Collected data:
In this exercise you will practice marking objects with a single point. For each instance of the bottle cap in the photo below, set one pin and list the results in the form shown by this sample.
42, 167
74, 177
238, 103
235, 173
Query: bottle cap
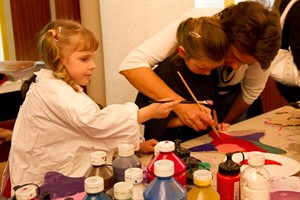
202, 177
93, 184
123, 190
229, 167
256, 158
125, 149
98, 158
156, 150
166, 146
26, 192
164, 168
134, 175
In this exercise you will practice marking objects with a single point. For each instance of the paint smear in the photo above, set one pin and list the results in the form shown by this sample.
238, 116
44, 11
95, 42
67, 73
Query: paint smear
245, 143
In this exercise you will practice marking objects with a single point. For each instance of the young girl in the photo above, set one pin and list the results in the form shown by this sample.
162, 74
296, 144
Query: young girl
58, 125
202, 47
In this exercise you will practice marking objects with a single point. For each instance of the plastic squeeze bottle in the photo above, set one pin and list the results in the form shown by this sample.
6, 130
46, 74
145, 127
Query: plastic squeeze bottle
255, 178
93, 186
228, 178
135, 176
125, 159
164, 186
123, 190
99, 168
202, 189
166, 151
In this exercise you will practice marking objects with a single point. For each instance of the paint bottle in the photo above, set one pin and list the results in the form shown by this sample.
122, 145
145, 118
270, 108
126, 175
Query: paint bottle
125, 159
27, 192
166, 151
228, 178
135, 176
94, 186
99, 168
202, 189
255, 178
123, 190
164, 186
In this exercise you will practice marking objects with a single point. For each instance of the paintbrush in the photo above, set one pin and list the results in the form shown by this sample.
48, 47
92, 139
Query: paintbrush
195, 99
204, 102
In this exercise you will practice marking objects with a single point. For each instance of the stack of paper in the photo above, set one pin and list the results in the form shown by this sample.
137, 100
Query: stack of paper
15, 70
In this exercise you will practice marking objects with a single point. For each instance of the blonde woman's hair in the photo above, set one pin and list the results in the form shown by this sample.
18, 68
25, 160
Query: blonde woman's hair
58, 40
203, 38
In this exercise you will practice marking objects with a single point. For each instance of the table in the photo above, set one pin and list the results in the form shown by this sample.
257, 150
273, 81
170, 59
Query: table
286, 138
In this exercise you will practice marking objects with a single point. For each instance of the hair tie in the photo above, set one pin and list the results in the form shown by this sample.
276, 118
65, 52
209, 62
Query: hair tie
194, 34
56, 34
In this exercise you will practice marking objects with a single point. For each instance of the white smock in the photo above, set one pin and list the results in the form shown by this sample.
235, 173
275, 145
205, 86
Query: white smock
160, 46
57, 129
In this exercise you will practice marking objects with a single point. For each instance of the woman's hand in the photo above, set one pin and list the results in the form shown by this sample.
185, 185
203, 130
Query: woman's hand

EXERCISE TASK: Can you copy out, word for word, the lines from the one holding "of the white" through the final line of the rows, inclusive?

RESULT FOR THIS EXERCISE:
In this exercise you will practice marking objects with a single point. For each instance of the white smock in the photo above, set one pin and list the results in the form shown by this sample.
235, 173
275, 145
205, 86
Query: white smock
160, 46
57, 129
In this exercise you will practice marking objects with a single point. For each instance of the woman's hand in the photo above, set one pin and list the results in the form shown by this sample.
185, 185
203, 130
Query: woman's hand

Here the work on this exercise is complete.